## BEGIN Document segment

# Anomaly Detection

In this notebook, you will get familiar with Anomaly Detection and Active Learning. Let us start by importing the necessary packages. While solving the exercises, feel free to import additional functionality or packages if required.

In [3]:
import numpy as np

import seaborn as sns
import matplotlib.pyplot as plt
%matplotlib inline

## Functions needed in this notebook

Run the following cell **WITHOUT** changing anything.

In [4]:
def plot_decision_boundary(trained_classifier, X, y=None):
    # plot variables
    margin_size = 0.1
    steps=100
    
    # ranges
    x_min, x_max = X[:, 0].min(), X[:, 0].max()
    y_min, y_max = X[:, 1].min(), X[:, 1].max()
    x_range = abs(x_max - x_min)
    y_range = abs(y_max - y_min)
    
    xmin, xmax = x_min - margin_size * x_range, x_max + margin_size * x_range
    ymin, ymax = y_min - margin_size * y_range, y_max + margin_size * y_range
    
    # make the meshgrid based on the data 
    xx, yy = np.meshgrid(
        np.linspace(xmin, xmax, int(steps)),
        np.linspace(ymin, ymax, int(steps)))
    X_mesh = np.c_[xx.ravel(), yy.ravel()]

    # predict for the mesh
    Z = trained_classifier.predict_proba(X_mesh)[:, 1]
    Z = Z.reshape(xx.shape)
    
    # plot the figure
    plt.figure(figsize=(13, 10))

    # plot the contour
    plt.contourf(xx, yy, Z, cmap=plt.cm.coolwarm, vmin=0.0, vmax=1.0, alpha=0.8)
    plt.colorbar()

    # plot the points
    if y is not None:
        for l in [0, -1, 1]:
            ixl = np.where(y_pred == l)[0]
            plt.scatter(X[ixl, 0], X[ixl, 1], color=plot_colors[l], marker=plot_markers[l])
    else:
        plt.scatter(X[:, 0], X[:, 1], edgecolors="k")
    plt.grid(alpha=0.25)
    plt.title("Decision boundary: red = more anomalous, blue = more normal")
    plt.show()

## Data: Artificial Dataset

For this session we generate our own dataset. Because the goal is to plot the data along with the next steps, the dataset will have only 2 features. In Anomaly Detection the majority of the data is considered as normal, while anomalies represent a small percentage of the total amount. Here, we will set the proportion of normal examples to 95% (class prior). By initializing the random seed of the *numpy* package, we make sure that everyone generates the same dataset.

In [5]:
np.random.seed(1)
class_prior = 0.95

# X
n1 = 200
n2 = 400
n3 = 500
n4 = 50
nn = n1 + n2 + n3 + n4
na = int(nn * (1.0 - class_prior))

## END Document segment

* Task instructions *
1. In the anomaly detection notebook, why is the random seed of the numpy package set before the dataset is generated?
2. Pick up the anomaly detection notebook right after its last line of code and keep it going.

## BEGIN Given material

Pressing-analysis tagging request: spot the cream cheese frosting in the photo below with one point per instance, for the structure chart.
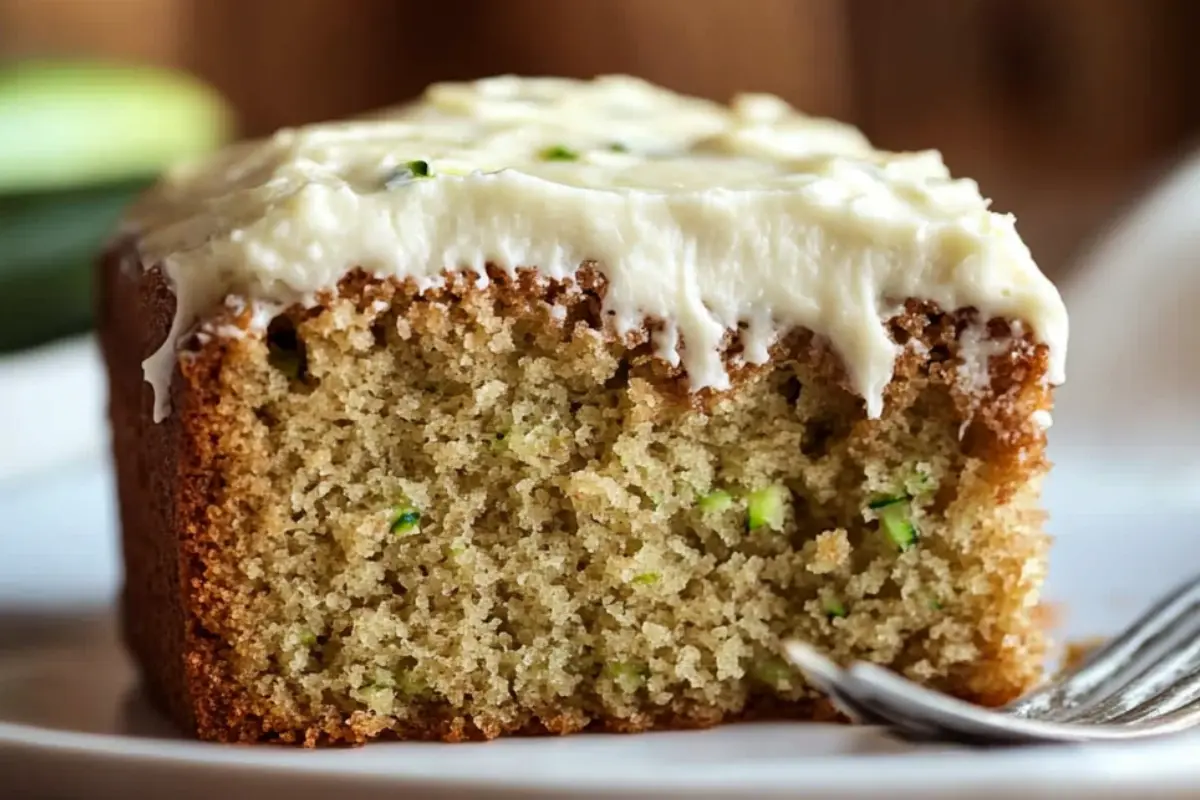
(700, 215)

## END Given material

* Task-by-task outputs *
1. The seed is set so that everyone generates the same dataset.

2.
X = np.vstack((
    np.random.uniform(low=[2, 12], high=[8, 18], size=(n1, 2)),
    np.random.multivariate_normal([7, 5], [[0.2, 0], [0, 0.2]], n2),
    np.random.multivariate_normal([10, 11], [[0.3, 0.4], [0.4, 3]], n3),
    np.random.multivariate_normal([12, 8], [[0.05, 0], [0, 0.05]], n4),
    np.random.uniform(low=[0, 0], high=[15, 20], size=(na, 2)),
))

# y: when the label of an example = 0, it means we do not know its label
Y = np.zeros(len(X), dtype=int)

# let's assume we know 50 normal examples... (label = -1)
rand_ix = np.random.choice(nn, 50, replace=False)
Y[rand_ix] = -1

# ... and 5 anomalous examples (label = 1)
Y[-5:] = 1

# colors and symbols
PLOT_COLORS = {1: "tab:red", -1: "tab:green", 0: "tab:blue"}
PLOT_MARKERS = {1: "^", -1: "*", 0: "o"}

**EXERCISE:** Plot the data in a scatter plot to visually check its structure. You can set the color and the marker of the examples (points) using the given dictionaries `PLOT_COLORS` and `PLOT_MARKERS` 

In [6]:
# SOLUTION






**QUESTION 1:** Can you intuitively identify the points that look like outliers/anomalies when looking at the scatter plot?

In [7]:
# ANSWER

## Anomaly detection: k-nearest neighbour outlier detection (kNN)

First, let's import some functionality from the `sklearn` package. This package is widely used within the machine learning community.

In [8]:
from sklearn.tree import DecisionTreeClassifier
from sklearn.ensemble import RandomForestClassifier

Anomaly detection is usually tackled as an unsupervised learning problem for two reasons.
1. Labels are difficult to obtain in real-world anomaly detection problems. This is because anomalies do not happen a lot so you have to wait a long time to label an anomaly. When an anomaly happens, it usually corresponds to a costly problems in the real-world. For instance, a person committing credit card fraud, a machine breaking, or a leak in the water supply system of a building.
2. Supervised learners are not great at learning good decision boundaries when there is a large class imbalance (the number of normal examples >> the number of anomalous examples) and only a handful examples to learn from.

To illustrate this phenomenon, let's try to fit a supervised learning model to the data using the available labeled examples. Then, we can visually inspect how this model classifies the whole dataset and what it's decision boundary looks like.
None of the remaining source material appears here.